▸ Problem requirements
Reproduce the passage of the thread about the text chunking ingest pipeline between "Hi @janmederly !" and "text chunking processor.", inclusive, with no changes.

▸ Text excerpt

Closed janmederly closed 1 month ago
No, I dont have an idea how to fix it :).
@yuye-aws could you take a look?
Hi @janmederly ! Can you share your bulk request details? I have tested both bulk index and bulk update, but not received the error with text chunking processor.
Here are my requests:
PUT /_ingest/pipeline/text-chunking-ingest-pipeline
{
"description": "A text chunking ingest pipeline",
"processors": [
{
"text_chunking": {
"algorithm": {
"fixed_token_length": {
"token_limit": 350,
"overlap_rate": 0.2,
"tokenizer": "standard"
}
},
"field_map": {
"text": "passage_chunk"
}
}
}
]
}
PUT testindex
{
"settings": {
"index": {
"number_of_shards": 2,
"number_of_replicas": 2,
"knn": true,
"default_pipeline": "text-chunking-ingest-pipeline",
"analyze": {
"max_token_count": 1000000
}
}
},
"mappings": {
"properties": {
"text": {
"type": "text",
"fields": {
"keyword": {
"type": "keyword",
"ignore_above": 256
}
}
}
}
}
}
POST _bulk
{"index":{"_index":"testindex","_id":"0"}}
{"text":"first document"}
{"index":{"_index":"testindex","_id":"1"}}
{"text":"second document"}
{"index":{"_index":"testindex","_id":"2"}}
{"text":"third document"}
POST _bulk
{"update":{"_index":"testindex","_id":"0"}}
{"doc": {"text":"first document"}}
{"update":{"_index":"testindex","_id":"1"}}
{"doc": {"text":"second document"}}
{"update":{"_index":"testindex","_id":"2"}}
{"doc": {"text":"third document"}}
Hi @yuye-aws , I tried it again with these requests:
PUT _ingest/pipeline/text-chunking-embedding-ingest-pipeline-test
{
"description": "A text chunking and embedding ingest pipeline",
"processors": [
{
"text_chunking": {
"algorithm": {
"fixed_token_length": {
"token_limit": 10,
"overlap_rate": 0.2,
"tokenizer": "standard"
}
},
"field_map": {
"passage_text": "passage_chunk"
}
}
},
{
"text_embedding": {
"model_id": "ueVVfo4Bvd-X9jaivNwl",
"field_map": {
"passage_chunk": "passage_chunk_embedding"
}
}
}
]
}
PUT testindex5
{
"settings": {
"index": {
"knn": true,
"default_pipeline": "text-chunking-embedding-ingest-pipeline-test"
}
},
"mappings": {
"properties": {
"text": {
"type": "text"

▸ Listed entries
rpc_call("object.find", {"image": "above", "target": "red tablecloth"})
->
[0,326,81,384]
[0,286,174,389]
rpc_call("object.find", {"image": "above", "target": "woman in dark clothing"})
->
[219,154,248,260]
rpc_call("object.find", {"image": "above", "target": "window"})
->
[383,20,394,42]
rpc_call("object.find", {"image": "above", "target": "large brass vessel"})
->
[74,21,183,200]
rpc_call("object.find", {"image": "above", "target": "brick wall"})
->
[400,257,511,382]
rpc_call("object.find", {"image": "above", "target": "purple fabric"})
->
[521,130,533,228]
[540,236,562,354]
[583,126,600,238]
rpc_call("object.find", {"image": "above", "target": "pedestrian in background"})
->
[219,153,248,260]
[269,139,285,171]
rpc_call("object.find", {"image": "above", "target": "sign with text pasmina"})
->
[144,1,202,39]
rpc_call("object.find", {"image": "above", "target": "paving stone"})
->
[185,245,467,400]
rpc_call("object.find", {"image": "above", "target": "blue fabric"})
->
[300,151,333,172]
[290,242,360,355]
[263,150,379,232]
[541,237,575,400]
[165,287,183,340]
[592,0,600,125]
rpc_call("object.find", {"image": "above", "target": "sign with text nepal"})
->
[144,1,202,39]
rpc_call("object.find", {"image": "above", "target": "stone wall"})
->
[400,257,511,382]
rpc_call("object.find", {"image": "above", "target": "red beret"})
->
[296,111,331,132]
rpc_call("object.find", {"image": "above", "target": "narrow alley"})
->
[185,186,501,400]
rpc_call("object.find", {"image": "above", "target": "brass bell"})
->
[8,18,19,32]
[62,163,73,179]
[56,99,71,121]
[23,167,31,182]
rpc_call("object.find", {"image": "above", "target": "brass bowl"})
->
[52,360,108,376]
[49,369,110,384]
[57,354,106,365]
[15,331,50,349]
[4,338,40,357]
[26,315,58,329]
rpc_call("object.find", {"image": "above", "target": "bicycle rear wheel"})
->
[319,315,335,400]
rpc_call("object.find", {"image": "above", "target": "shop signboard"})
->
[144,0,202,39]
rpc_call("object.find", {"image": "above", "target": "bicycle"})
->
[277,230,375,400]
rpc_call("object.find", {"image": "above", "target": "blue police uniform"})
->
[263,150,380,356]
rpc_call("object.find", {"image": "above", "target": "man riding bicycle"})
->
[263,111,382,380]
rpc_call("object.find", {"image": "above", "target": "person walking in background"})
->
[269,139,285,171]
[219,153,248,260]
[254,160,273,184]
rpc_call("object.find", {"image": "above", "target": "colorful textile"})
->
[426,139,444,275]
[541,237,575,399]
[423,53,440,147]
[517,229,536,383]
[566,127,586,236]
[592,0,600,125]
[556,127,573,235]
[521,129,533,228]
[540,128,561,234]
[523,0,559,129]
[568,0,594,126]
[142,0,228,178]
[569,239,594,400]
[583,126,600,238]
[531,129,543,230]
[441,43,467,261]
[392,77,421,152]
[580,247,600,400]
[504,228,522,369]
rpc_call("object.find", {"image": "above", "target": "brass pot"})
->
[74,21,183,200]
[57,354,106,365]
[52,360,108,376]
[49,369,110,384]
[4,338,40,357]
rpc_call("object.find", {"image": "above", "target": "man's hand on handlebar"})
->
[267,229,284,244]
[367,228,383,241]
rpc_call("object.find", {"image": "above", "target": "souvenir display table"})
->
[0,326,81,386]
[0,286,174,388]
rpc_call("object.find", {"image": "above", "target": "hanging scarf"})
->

▸ Exercise answer
Hi @janmederly ! Can you share your bulk request details? I have tested both bulk index and bulk update, but not received the error with text chunking processor.